■ EXERCISE PROMPT:
In the listing below, how many lines contain the word "balcony"? Count them and reply with the number alone.

— START TASK INPUT —

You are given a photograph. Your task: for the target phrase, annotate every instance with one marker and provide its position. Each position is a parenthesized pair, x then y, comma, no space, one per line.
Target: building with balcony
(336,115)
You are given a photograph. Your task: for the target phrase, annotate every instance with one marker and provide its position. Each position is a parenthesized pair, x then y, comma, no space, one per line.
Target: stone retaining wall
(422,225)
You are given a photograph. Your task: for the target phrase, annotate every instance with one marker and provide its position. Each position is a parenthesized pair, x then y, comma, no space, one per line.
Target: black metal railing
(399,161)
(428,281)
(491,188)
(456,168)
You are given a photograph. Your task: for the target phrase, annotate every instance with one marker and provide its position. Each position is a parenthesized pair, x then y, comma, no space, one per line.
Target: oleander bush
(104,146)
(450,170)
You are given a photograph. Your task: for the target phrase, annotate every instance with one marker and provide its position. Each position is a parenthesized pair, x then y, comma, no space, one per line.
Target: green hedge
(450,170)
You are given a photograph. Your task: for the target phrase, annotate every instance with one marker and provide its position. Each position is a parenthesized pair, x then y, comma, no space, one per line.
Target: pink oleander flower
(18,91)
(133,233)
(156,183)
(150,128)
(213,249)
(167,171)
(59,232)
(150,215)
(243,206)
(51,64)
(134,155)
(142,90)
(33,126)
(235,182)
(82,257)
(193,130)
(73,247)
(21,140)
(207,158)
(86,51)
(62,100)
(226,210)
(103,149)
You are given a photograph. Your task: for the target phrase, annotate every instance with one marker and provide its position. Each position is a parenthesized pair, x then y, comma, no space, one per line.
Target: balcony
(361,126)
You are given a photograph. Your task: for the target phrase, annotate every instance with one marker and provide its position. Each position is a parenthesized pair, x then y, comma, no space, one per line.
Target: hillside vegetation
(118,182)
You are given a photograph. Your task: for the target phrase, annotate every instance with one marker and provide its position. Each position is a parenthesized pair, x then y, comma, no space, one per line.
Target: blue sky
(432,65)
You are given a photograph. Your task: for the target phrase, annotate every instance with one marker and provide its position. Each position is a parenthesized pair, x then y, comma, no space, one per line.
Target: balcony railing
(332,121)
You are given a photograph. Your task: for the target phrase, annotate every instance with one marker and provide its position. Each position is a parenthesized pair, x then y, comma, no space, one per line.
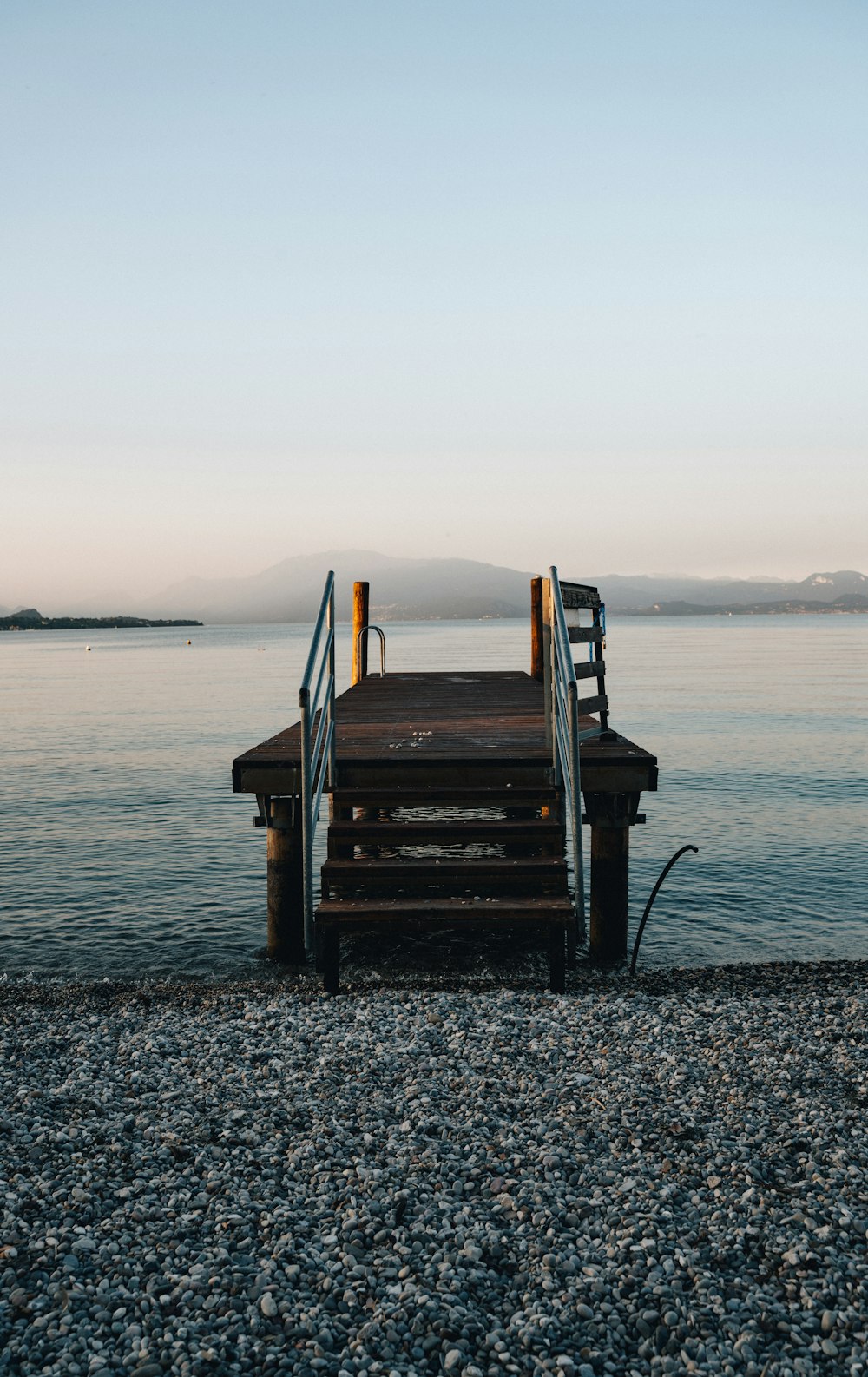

— END TASK INPUT —

■ REPLY TO THE EXERCISE:
3